Given exercise: Return, word for word, the lines of the listing below from the line with "Exercise. Point to every instance of the dark tiled" to the line with "(1206, 647)", including both of those lines.

Given records:

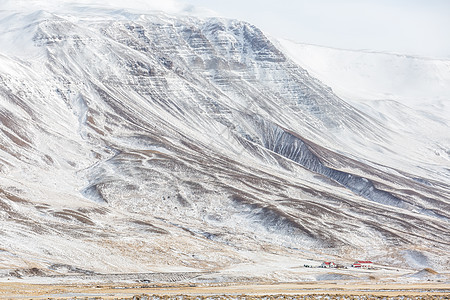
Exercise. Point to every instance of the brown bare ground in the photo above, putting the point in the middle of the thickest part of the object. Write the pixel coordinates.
(225, 291)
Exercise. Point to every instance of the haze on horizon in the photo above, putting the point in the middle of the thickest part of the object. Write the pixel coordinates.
(415, 27)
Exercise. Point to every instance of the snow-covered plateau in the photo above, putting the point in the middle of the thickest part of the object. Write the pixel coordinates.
(138, 143)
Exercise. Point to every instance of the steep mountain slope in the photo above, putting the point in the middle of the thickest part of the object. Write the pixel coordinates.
(150, 142)
(409, 95)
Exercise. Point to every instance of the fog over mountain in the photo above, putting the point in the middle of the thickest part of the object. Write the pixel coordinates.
(152, 142)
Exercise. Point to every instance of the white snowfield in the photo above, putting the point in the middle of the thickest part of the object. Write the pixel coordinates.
(134, 142)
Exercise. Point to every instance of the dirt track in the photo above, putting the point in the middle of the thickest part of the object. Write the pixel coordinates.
(258, 291)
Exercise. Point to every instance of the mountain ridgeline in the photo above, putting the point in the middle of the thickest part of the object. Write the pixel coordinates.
(153, 128)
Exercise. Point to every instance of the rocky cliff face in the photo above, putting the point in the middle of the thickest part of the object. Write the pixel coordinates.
(153, 141)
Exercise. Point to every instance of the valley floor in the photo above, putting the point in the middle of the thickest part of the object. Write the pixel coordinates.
(310, 290)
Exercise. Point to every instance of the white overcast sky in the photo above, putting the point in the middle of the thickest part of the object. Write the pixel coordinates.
(417, 27)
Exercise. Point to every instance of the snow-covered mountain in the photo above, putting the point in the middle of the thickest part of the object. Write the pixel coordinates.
(135, 142)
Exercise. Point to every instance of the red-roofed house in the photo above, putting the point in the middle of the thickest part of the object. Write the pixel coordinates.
(364, 264)
(328, 264)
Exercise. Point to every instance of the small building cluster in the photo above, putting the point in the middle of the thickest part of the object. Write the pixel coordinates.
(363, 264)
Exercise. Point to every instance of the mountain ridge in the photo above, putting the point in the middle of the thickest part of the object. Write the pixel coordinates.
(202, 136)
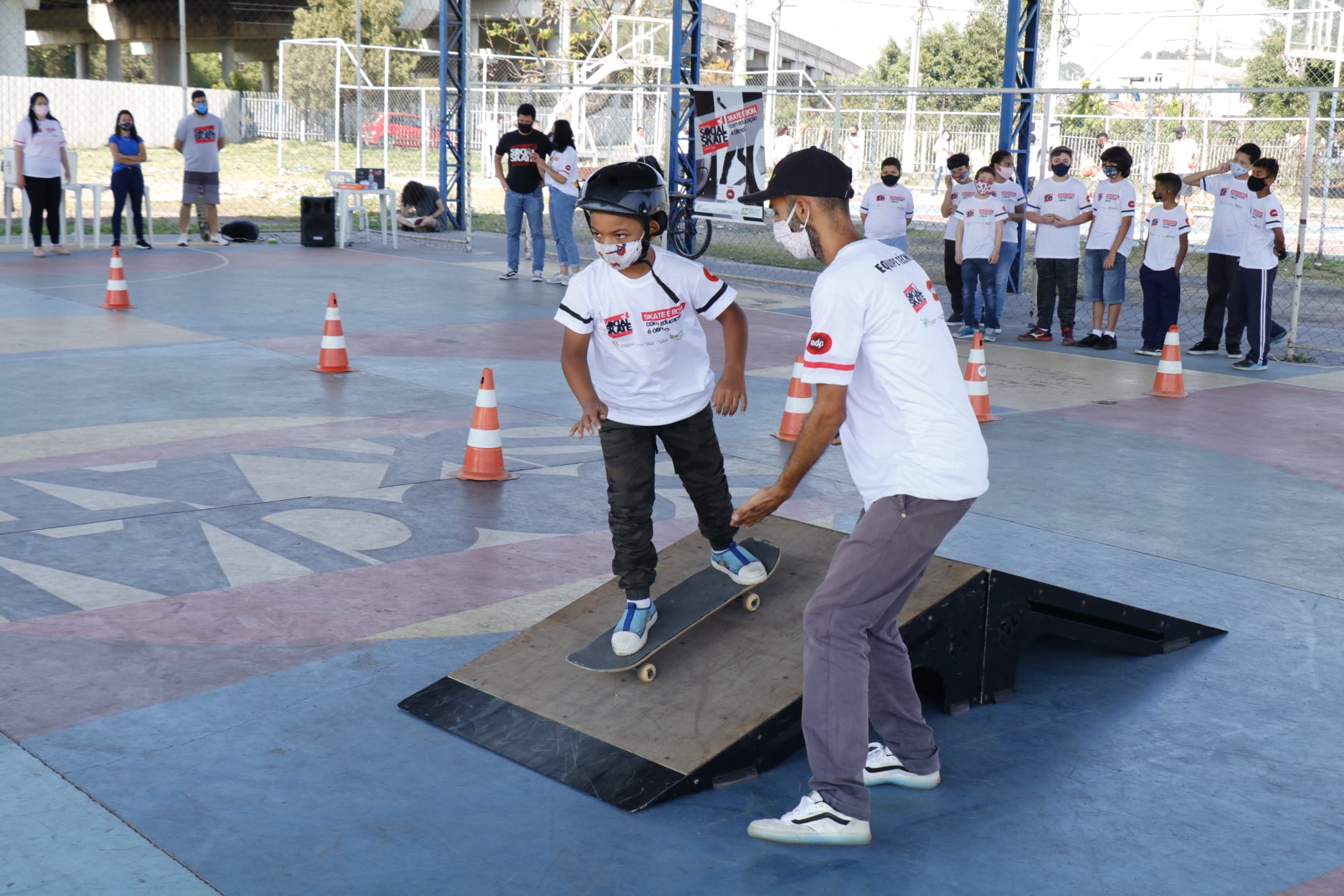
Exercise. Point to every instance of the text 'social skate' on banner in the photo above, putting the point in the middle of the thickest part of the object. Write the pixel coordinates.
(730, 139)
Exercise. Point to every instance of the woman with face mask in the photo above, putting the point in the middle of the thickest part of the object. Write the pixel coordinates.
(128, 150)
(39, 157)
(887, 207)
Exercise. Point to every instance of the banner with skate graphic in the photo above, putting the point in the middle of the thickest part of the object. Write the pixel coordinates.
(730, 159)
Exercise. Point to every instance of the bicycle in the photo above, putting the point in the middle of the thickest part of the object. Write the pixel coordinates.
(687, 235)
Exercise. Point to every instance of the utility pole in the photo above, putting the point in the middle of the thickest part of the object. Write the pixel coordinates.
(913, 80)
(773, 74)
(741, 53)
(359, 89)
(1191, 50)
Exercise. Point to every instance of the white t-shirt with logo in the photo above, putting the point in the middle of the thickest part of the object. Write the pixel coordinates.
(566, 163)
(1112, 204)
(878, 328)
(959, 194)
(1166, 227)
(1231, 213)
(887, 208)
(40, 149)
(648, 354)
(1009, 194)
(1063, 198)
(978, 217)
(1266, 215)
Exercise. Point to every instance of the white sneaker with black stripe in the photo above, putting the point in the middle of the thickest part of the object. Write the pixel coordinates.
(882, 767)
(812, 822)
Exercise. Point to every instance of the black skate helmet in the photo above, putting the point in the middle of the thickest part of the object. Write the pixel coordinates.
(629, 188)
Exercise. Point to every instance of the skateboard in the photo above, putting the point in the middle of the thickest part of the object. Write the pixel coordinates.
(683, 607)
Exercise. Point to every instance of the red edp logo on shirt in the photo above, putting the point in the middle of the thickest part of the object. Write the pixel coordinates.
(619, 325)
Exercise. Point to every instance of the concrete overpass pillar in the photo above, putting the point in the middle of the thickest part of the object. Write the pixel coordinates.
(167, 69)
(226, 59)
(113, 57)
(13, 53)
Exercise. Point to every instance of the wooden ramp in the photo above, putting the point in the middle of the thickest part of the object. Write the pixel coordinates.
(726, 703)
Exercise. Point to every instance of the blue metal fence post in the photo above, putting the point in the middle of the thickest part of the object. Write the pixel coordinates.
(1020, 40)
(452, 112)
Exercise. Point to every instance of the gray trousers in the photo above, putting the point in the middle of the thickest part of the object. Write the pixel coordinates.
(855, 667)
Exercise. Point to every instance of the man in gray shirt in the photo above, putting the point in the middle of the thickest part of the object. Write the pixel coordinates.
(199, 139)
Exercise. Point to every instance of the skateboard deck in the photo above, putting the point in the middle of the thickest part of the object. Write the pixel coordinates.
(684, 606)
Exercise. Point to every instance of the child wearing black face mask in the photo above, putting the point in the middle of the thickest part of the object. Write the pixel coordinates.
(887, 207)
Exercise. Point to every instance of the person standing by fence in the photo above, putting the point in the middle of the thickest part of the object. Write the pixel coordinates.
(523, 190)
(128, 150)
(561, 173)
(39, 155)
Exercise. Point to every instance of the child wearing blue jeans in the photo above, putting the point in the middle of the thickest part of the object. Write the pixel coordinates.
(1109, 238)
(980, 230)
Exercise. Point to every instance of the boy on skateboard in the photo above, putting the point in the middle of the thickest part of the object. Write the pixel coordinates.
(635, 356)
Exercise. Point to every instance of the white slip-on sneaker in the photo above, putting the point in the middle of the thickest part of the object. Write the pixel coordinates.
(882, 767)
(812, 822)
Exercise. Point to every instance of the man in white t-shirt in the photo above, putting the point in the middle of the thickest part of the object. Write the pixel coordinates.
(1058, 207)
(1262, 250)
(887, 378)
(1227, 230)
(635, 356)
(887, 207)
(1183, 155)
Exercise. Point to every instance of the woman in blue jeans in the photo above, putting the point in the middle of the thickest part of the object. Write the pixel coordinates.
(128, 150)
(561, 172)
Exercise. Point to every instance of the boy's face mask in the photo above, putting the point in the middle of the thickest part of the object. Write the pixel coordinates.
(620, 256)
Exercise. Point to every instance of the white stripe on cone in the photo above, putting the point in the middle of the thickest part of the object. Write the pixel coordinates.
(484, 439)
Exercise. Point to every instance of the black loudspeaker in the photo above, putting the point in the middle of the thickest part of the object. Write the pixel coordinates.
(318, 221)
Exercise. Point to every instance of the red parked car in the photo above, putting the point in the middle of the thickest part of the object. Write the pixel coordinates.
(399, 130)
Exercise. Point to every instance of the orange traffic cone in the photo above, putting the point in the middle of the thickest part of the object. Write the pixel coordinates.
(484, 461)
(1171, 379)
(119, 298)
(333, 358)
(796, 408)
(978, 385)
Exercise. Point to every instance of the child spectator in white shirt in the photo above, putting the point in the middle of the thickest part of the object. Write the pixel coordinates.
(887, 207)
(980, 230)
(1165, 253)
(1109, 238)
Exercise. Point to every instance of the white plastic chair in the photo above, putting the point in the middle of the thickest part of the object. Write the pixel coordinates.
(334, 177)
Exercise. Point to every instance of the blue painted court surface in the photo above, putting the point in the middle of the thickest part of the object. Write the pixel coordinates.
(219, 574)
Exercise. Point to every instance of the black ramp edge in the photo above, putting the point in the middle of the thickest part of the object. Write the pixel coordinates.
(1020, 610)
(543, 745)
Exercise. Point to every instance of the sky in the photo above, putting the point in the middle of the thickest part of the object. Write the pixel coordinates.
(1105, 39)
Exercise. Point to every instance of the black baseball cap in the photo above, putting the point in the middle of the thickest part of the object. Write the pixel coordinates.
(808, 172)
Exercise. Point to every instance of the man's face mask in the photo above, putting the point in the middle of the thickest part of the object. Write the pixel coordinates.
(796, 242)
(620, 256)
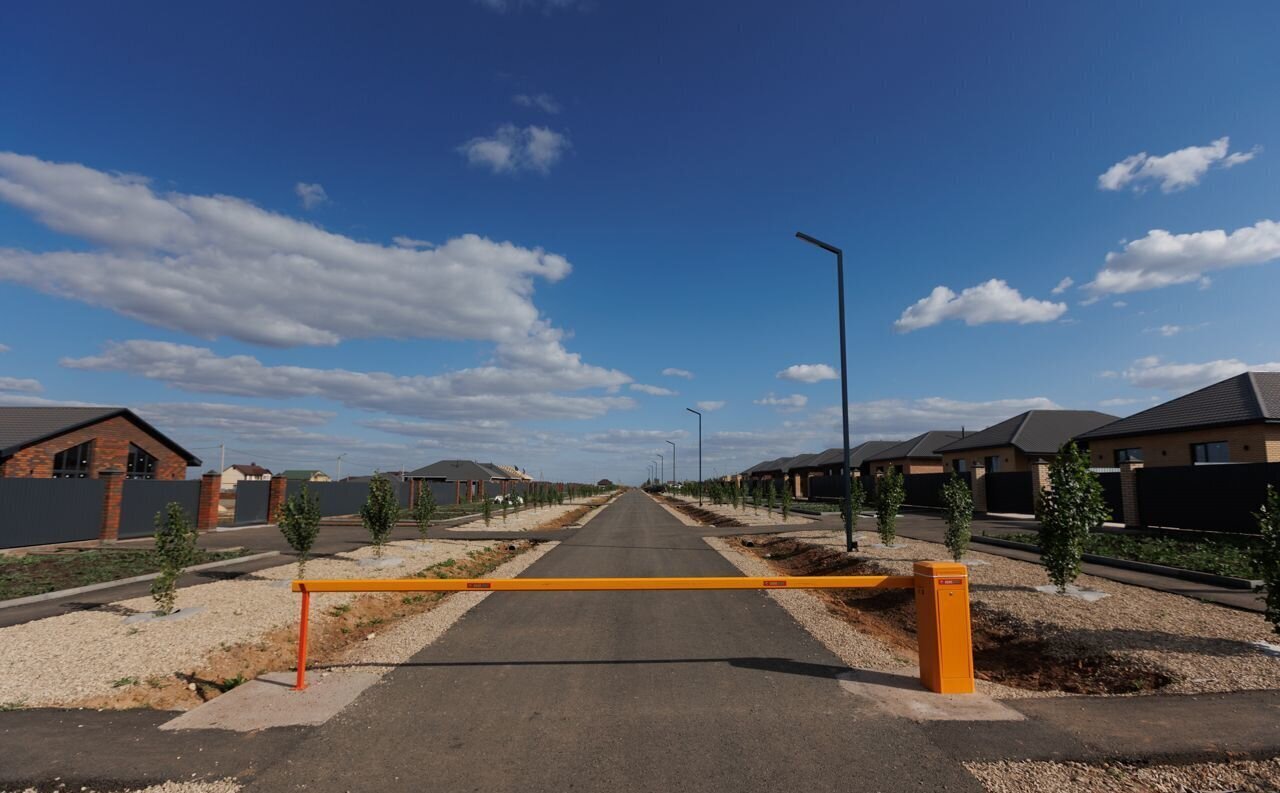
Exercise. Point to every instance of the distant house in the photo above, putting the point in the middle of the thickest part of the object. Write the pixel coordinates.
(305, 475)
(1015, 443)
(80, 443)
(915, 455)
(251, 472)
(1233, 421)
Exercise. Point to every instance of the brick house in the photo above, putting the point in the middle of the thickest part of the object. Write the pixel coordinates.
(915, 455)
(1015, 443)
(1233, 421)
(80, 443)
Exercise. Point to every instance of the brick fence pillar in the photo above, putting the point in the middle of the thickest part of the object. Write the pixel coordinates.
(1040, 480)
(113, 493)
(210, 495)
(1129, 493)
(275, 498)
(978, 478)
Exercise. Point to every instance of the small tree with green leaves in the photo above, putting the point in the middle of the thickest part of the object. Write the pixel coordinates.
(424, 509)
(379, 512)
(890, 494)
(1266, 554)
(300, 523)
(958, 509)
(176, 549)
(1069, 509)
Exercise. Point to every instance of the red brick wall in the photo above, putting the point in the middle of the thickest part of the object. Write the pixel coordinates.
(112, 439)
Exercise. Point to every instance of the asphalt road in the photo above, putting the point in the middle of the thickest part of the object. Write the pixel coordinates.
(624, 691)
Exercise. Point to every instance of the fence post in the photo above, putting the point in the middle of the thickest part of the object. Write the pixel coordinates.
(978, 480)
(113, 494)
(275, 498)
(1129, 493)
(1040, 481)
(210, 495)
(944, 631)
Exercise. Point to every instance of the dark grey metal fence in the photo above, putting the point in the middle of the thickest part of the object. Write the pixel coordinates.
(1010, 491)
(251, 502)
(37, 512)
(1205, 498)
(142, 499)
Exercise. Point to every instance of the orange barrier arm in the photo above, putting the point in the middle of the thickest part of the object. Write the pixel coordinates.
(940, 673)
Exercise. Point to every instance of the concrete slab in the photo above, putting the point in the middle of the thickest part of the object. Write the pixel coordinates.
(903, 695)
(270, 701)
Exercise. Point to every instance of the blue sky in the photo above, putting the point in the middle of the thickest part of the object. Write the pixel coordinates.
(485, 229)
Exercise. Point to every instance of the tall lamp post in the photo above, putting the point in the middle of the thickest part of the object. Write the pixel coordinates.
(844, 379)
(699, 454)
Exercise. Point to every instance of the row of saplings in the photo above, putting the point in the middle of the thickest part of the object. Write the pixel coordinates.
(300, 523)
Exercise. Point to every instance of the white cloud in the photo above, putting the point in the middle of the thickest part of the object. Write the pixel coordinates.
(1161, 259)
(485, 393)
(21, 385)
(808, 372)
(1175, 170)
(653, 390)
(408, 242)
(1152, 372)
(542, 101)
(993, 301)
(511, 150)
(220, 266)
(785, 404)
(310, 195)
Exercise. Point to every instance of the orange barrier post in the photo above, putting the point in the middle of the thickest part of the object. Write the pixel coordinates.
(942, 627)
(302, 640)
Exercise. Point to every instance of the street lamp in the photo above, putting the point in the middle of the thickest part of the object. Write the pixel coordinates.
(699, 454)
(844, 379)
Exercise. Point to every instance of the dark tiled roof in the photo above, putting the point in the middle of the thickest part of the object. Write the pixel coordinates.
(924, 445)
(1033, 431)
(1248, 398)
(456, 471)
(23, 426)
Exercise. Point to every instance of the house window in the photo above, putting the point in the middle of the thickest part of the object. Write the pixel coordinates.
(142, 466)
(1125, 455)
(1215, 452)
(73, 463)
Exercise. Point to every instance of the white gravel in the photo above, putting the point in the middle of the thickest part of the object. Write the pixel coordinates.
(71, 658)
(1041, 777)
(749, 516)
(1206, 647)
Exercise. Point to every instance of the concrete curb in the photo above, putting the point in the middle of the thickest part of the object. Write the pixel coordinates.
(1230, 582)
(108, 585)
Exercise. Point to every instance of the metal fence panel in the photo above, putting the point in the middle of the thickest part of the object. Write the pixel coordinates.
(1205, 498)
(37, 512)
(142, 499)
(251, 502)
(1010, 491)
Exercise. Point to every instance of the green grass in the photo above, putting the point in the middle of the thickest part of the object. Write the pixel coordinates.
(1220, 555)
(40, 573)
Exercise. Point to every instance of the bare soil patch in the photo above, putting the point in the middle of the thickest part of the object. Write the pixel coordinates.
(343, 627)
(1004, 652)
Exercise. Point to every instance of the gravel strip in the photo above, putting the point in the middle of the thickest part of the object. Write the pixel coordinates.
(1203, 646)
(410, 636)
(748, 516)
(74, 656)
(1037, 777)
(224, 785)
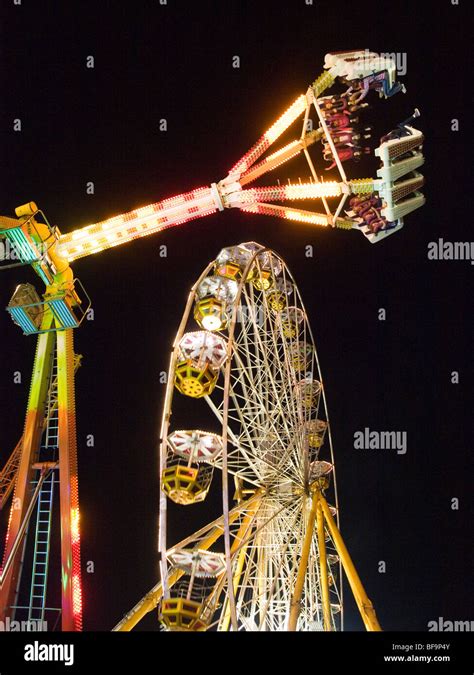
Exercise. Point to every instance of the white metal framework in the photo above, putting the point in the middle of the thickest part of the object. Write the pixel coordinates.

Result of this exercise:
Exercise. Point to every instance of the dark tiled roof in the photo above, putting the point in the middle of the thickest part of the object. Write the pixel coordinates.
(924, 445)
(1033, 431)
(1248, 398)
(456, 471)
(23, 426)
Exercise. Point to every instance of the house window in the photo above, putting the point in the middle of the thickest part of the object. Write the pixel coordinates.
(142, 466)
(1125, 455)
(1215, 452)
(73, 463)
Exercise. Point to every instance of the white gravel in the photo above, putting the point in the middle of the thickest part of the object. Write the pixel coordinates.
(71, 658)
(1041, 777)
(749, 516)
(1206, 647)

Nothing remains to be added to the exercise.